Given text:
※
December 20, 2010|SPECIAL TO THE ADVOCATE
  • Kaiden Gibbs, left, and Ahyana Burnett created past and present bedrooms for their project.
Jennifer Brummett/jenb@amnews.com

Small hands — though not as small as those of the figurines they observed — worked excitedly to create miniature room boxes depicting changes between the past and the present Wednesday. Marci Bennett’s second-grade students from Toliver Elementary worked tirelessly on their social studies project, putting down glue and scissors only to return to the materials table to collect extra blocks of wood, strips of bright wallpaper and colorful fabric to enhance their dioramas. The classroom at The Great American Dollhouse Museum buzzed with activity for two concentrated hours while the children completed their projects.
Bennett and her classroom volunteer, Carrie Farmer, contacted the museum to arrange a special history lesson for the students. Following Kentucky Core Content guidelines, the class is entering into a social studies examination of the changes from past to present, and the implications for the future.  
“Helping young children to learn history is challenging,” said museum curator Lori Kagan-Moore. “Elementary school children have a hard time conceptualizing the distant past in a textbook format. They are better able to understand the past through living history museums, stories about people like them who lived in the past, and hands-on projects that get them thinking while creating.”  
Knowing the dollhouse museum’s exhibits focus specifically on United States history recreated in miniature, Bennett and Farmer asked the museum to offer a special learning project that would provide an engaging, fun and useful tool to help the children focus on the difference between past and present. Kagan-Moore designed an educational visit to include observing, writing, thinking and creating.  
“I like to create the worksheets and projects myself,” she said, “because teachers are already very busy. I find out what they are teaching and offer them some possible projects. Then I make the worksheets and provide the materials and instruction so they don’t  have the job of preparing the materials.”  
The result of this week’s planning was a 31⁄2 hour visit to the museum and some amazing room boxes to take back to Toliver.   
The visit started with a tour of the museum, during which children were allowed to roam and enjoy whichever displays appealed to them, from the Old West town and the lavish mansion district to the poorer rooming houses and the factory district near the railroad tracks.
※
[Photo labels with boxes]
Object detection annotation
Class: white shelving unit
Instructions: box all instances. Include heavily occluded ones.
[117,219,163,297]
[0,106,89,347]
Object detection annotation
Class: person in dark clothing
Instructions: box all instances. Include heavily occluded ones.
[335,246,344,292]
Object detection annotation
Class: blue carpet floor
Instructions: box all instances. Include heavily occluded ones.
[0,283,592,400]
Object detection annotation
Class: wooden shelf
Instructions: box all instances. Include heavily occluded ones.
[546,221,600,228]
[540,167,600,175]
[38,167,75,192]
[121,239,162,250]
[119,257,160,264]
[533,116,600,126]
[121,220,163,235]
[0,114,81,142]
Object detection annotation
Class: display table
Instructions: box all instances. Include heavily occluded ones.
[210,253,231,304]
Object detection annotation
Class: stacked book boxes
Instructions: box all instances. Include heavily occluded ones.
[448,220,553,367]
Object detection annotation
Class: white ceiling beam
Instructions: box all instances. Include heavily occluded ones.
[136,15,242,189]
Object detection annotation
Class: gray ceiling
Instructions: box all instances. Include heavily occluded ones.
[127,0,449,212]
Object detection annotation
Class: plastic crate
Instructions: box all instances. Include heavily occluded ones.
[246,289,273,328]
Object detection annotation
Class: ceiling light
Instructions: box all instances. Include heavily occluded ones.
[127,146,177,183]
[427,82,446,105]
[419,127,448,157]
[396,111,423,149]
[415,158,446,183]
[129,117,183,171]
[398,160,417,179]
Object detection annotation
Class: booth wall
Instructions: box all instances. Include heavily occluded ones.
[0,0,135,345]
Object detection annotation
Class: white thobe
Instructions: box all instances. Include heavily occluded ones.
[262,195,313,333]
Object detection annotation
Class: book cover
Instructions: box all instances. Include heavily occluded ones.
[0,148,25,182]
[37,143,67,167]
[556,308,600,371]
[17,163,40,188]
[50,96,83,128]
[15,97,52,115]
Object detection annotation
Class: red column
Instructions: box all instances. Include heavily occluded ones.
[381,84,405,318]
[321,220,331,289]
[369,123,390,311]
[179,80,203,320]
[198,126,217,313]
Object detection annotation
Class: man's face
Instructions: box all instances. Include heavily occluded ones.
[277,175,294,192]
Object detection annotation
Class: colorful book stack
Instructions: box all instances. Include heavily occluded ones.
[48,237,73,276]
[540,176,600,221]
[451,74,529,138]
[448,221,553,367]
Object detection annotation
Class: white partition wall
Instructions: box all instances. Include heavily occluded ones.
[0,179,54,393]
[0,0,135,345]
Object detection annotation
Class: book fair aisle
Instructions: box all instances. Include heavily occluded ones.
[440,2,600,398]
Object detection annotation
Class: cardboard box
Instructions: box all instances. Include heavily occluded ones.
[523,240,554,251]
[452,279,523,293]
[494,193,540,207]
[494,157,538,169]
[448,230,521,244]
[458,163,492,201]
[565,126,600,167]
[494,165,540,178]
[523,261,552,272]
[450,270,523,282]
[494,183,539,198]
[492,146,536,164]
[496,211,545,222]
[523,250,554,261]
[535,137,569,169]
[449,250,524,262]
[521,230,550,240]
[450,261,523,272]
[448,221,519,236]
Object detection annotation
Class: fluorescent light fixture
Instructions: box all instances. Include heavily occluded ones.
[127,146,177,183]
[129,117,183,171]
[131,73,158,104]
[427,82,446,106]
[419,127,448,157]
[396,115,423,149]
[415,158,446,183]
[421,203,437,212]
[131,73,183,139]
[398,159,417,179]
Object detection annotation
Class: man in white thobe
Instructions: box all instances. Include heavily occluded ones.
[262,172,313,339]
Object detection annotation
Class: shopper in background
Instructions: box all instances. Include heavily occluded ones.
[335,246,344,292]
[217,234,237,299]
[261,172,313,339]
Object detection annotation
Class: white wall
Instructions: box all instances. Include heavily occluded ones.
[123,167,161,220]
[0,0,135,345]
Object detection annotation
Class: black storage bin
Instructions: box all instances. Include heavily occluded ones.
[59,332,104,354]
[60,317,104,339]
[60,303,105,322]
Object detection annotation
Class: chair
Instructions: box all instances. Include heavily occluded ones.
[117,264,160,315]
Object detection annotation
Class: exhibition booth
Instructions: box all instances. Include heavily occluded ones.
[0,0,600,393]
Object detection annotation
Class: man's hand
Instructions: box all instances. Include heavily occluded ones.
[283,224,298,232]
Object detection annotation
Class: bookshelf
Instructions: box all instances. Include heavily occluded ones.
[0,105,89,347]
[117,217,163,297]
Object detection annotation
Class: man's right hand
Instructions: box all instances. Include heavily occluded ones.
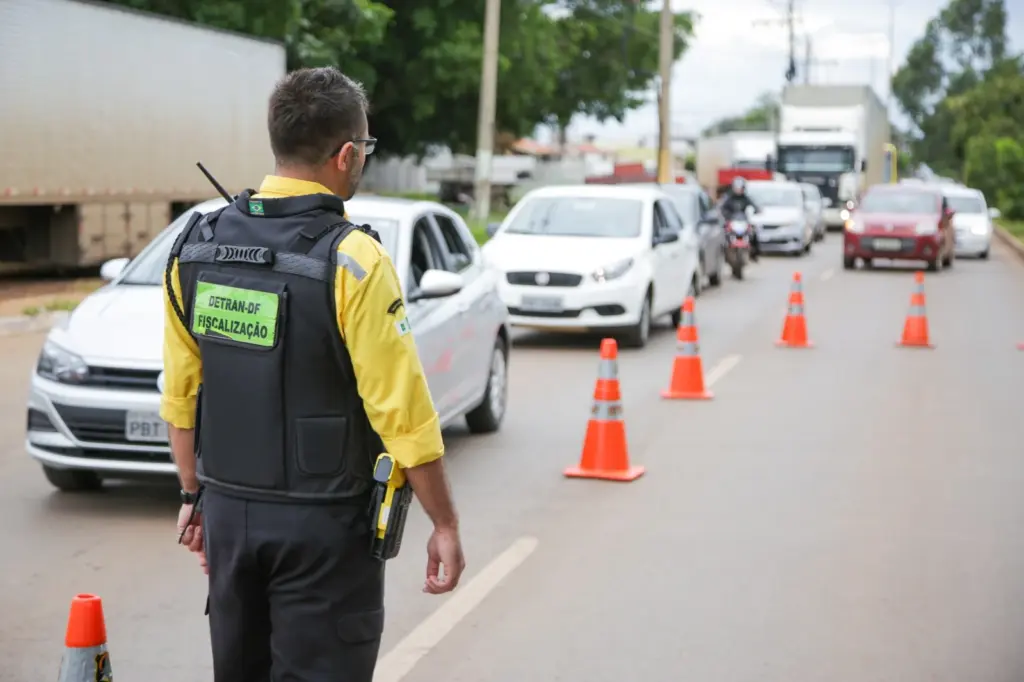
[423,527,466,594]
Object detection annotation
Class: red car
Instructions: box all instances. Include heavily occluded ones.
[843,184,954,271]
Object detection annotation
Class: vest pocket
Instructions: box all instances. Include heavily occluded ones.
[295,417,348,476]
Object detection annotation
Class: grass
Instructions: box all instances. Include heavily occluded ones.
[999,220,1024,244]
[22,298,82,317]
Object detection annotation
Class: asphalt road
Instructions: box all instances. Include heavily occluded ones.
[0,235,1024,682]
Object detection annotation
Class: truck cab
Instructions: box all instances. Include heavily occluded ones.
[776,131,867,227]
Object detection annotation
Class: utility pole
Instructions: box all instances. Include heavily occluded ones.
[473,0,502,223]
[785,0,797,83]
[657,0,675,184]
[752,0,806,84]
[804,36,814,85]
[886,0,896,116]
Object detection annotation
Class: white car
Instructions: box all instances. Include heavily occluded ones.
[746,180,815,256]
[483,184,698,347]
[27,192,511,491]
[800,182,827,242]
[942,185,999,258]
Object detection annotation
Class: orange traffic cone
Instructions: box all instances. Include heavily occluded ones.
[775,272,814,348]
[57,594,114,682]
[898,271,935,348]
[565,339,644,481]
[662,296,713,400]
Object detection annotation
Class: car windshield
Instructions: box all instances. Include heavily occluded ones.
[746,183,804,208]
[859,190,938,213]
[505,197,643,239]
[121,211,193,287]
[665,188,698,221]
[946,196,985,215]
[778,146,853,173]
[120,211,398,287]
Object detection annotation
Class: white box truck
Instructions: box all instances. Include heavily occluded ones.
[776,85,890,229]
[0,0,286,272]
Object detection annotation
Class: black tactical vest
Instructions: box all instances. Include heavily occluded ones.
[168,190,384,503]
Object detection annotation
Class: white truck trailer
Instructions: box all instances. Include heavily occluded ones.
[0,0,286,272]
[696,130,775,195]
[776,85,890,229]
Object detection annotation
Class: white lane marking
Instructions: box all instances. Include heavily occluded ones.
[374,537,538,682]
[705,355,742,388]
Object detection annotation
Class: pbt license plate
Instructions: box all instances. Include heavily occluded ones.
[874,240,903,251]
[125,411,167,442]
[519,296,562,312]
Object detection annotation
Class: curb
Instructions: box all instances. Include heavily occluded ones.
[995,225,1024,260]
[0,310,70,337]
※
Exercises to complete:
A. Output the passage of the dollhouse museum article starting at "Small hands —" and ending at "completed their projects.".
B. Pick up the dollhouse museum article after its final sentence and continue writing it.

Results for the exercise:
A.
Small hands — though not as small as those of the figurines they observed — worked excitedly to create miniature room boxes depicting changes between the past and the present Wednesday. Marci Bennett’s second-grade students from Toliver Elementary worked tirelessly on their social studies project, putting down glue and scissors only to return to the materials table to collect extra blocks of wood, strips of bright wallpaper and colorful fabric to enhance their dioramas. The classroom at The Great American Dollhouse Museum buzzed with activity for two concentrated hours while the children completed their projects.

B.
After their free time in the museum, it was down to work. Kagan-Moore wrote a worksheet that guided each small group and its teacher from one display to another, asking the children to make note of clothing, tools and lifestyles from the past and the present. The children noted that in colonial days people cooked in fireplaces. In the Old West town, a man guards the miniature bank with a rifle. Students noticed bonnets, long dresses and men in short pants with stockings and buckled shoes. At the “nowadays” end of the timeline stands a large brick house with a hot tub, telescope, remote controls, cell phones and even a Wii.  
Following a lunch in the museum classroom, the students began their real work in earnest. Working with divided shoeboxes provided by the museum, each small group chose one tool, appliance or concept from the past to build in the left-hand portion of their boxes.
On the right side, they created the “now” version of the same thing. Many students needed one last look in the museum to refresh their memories.  
“We decided we were going to make a sewing machine,” said Sofie Farmer, granddaughter to classroom volunteer Carrie Farmer, “and we were, like, ‘How are we going to do that?’ So we went in  the museum and looked for modern and old-fashioned sewing machines.”
Dante Haydon and Nikolas Ruzic made gas stations from past and present. “The past gas pumps have tanks that give you the gas,” said Nikolas. “You had to crank it and squirt gas out of the handle.”  
Dante was in charge of the modern version: “Pumps today doesn’t have a handle to crank and it has numbers so you can pay with a credit card,” he reported.  
Bennett asked the students to pause for educational teachings from time to time. “What does the word ‘proportionate’ mean?” she asked them, requiring them to clap it out syllable by syllable, and explaining how the sizes of items in the room boxes should make sense in relation to one another.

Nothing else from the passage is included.